* Objective:
Reproduce every entry exactly.

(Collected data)
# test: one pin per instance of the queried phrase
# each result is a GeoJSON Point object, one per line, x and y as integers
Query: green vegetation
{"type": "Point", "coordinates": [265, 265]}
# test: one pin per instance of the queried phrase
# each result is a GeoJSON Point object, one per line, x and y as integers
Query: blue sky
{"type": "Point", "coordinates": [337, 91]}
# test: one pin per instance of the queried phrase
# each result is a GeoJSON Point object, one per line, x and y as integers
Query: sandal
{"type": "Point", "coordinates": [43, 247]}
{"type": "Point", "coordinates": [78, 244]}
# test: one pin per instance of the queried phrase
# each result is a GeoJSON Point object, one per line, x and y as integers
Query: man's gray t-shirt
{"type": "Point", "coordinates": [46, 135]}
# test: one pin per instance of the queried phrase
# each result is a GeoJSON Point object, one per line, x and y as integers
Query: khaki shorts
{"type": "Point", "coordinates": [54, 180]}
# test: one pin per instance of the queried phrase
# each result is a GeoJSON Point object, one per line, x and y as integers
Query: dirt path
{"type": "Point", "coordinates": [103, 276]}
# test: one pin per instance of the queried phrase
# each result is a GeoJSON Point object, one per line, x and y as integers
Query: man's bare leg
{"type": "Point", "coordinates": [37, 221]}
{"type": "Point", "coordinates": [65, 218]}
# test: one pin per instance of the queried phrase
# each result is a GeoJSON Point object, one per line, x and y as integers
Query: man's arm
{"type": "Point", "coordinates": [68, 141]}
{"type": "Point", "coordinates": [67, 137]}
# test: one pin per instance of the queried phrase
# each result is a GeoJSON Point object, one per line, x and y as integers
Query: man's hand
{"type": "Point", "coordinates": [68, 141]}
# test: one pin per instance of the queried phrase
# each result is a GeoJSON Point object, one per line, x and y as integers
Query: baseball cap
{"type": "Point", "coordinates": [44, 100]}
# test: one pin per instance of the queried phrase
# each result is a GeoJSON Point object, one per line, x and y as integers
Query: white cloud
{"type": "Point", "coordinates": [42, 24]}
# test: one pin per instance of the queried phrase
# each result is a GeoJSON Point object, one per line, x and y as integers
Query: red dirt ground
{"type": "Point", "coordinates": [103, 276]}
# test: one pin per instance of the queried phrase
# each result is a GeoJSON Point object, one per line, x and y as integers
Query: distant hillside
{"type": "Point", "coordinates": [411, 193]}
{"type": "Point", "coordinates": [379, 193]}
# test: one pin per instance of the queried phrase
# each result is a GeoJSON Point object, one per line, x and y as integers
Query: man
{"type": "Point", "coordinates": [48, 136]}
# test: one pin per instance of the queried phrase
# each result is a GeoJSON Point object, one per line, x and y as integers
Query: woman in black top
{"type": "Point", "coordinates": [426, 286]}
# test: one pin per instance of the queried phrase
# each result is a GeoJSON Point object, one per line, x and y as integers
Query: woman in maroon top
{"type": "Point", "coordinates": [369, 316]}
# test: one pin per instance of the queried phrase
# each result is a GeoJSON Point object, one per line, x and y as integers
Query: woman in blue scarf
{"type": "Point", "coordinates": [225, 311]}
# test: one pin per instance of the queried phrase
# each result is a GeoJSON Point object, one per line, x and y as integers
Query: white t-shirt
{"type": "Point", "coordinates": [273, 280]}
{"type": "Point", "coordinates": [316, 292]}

* Right answer:
# test: one pin per instance of the queried phrase
# each result is a GeoJSON Point object, one per line, x and y as integers
Query: green vegetation
{"type": "Point", "coordinates": [265, 265]}
# test: one pin per instance of the queried phrase
# each result is a GeoJSON Point object, one per line, x and y as integers
Query: blue sky
{"type": "Point", "coordinates": [337, 91]}
# test: one pin per instance of the queried phrase
# each result is a GeoJSON Point object, one per line, x and y as integers
Query: sandal
{"type": "Point", "coordinates": [43, 247]}
{"type": "Point", "coordinates": [78, 244]}
# test: one pin per instance of the queried phrase
# each result is a GeoJSON Point object, one per line, x and y as integers
Query: man's gray t-shirt
{"type": "Point", "coordinates": [46, 135]}
# test: one pin per instance of the queried phrase
# each result is a GeoJSON Point object, one per line, x and y as integers
Query: khaki shorts
{"type": "Point", "coordinates": [54, 180]}
# test: one pin per instance of the queried phrase
# each result is a GeoJSON Point object, one per line, x and y as integers
Query: dirt path
{"type": "Point", "coordinates": [103, 276]}
# test: one pin per instance of the queried phrase
# each result is a GeoJSON Point object, one per line, x and y as integers
Query: man's bare leg
{"type": "Point", "coordinates": [37, 221]}
{"type": "Point", "coordinates": [65, 218]}
# test: one pin per instance of the queried phrase
# each result is a GeoJSON Point object, one per line, x and y as integers
Query: man's arm
{"type": "Point", "coordinates": [68, 141]}
{"type": "Point", "coordinates": [67, 137]}
# test: one pin per instance of the queried phrase
# each result is a GeoJSON Point object, one per line, x and y as integers
Query: man's hand
{"type": "Point", "coordinates": [68, 141]}
# test: one pin per instance of the queried phrase
# each result is a GeoJSON Point object, one per line, x and y as integers
Query: baseball cap
{"type": "Point", "coordinates": [44, 100]}
# test: one pin per instance of the queried phrase
# each result is a GeoJSON Point object, one per line, x and y as integers
Query: white cloud
{"type": "Point", "coordinates": [42, 24]}
# test: one pin per instance of the queried phrase
# each result is a GeoJSON Point object, one per line, x and y as integers
Query: red dirt ground
{"type": "Point", "coordinates": [103, 276]}
# test: one pin per instance of the queried phrase
# each result is a GeoJSON Point object, one per line, x and y as integers
Query: distant hillside
{"type": "Point", "coordinates": [411, 193]}
{"type": "Point", "coordinates": [379, 193]}
# test: one pin per instance of the queried phrase
# each result is a GeoJSON Point object, one per line, x and y as integers
Query: man
{"type": "Point", "coordinates": [48, 136]}
# test: one pin per instance of the queried phrase
# each result is a GeoJSON Point object, one per line, x and y as integers
Query: woman in black top
{"type": "Point", "coordinates": [426, 286]}
# test: one pin per instance of the queried phrase
# each result is a GeoJSON Point object, one per line, x and y as integers
Query: woman in maroon top
{"type": "Point", "coordinates": [369, 316]}
# test: one pin per instance of the queried phrase
# each result is a GeoJSON Point object, one per line, x and y as integers
Query: woman in blue scarf
{"type": "Point", "coordinates": [225, 311]}
# test: one pin per instance of the queried phrase
# each result is a GeoJSON Point object, one per line, x and y as integers
Query: white t-shirt
{"type": "Point", "coordinates": [273, 280]}
{"type": "Point", "coordinates": [316, 292]}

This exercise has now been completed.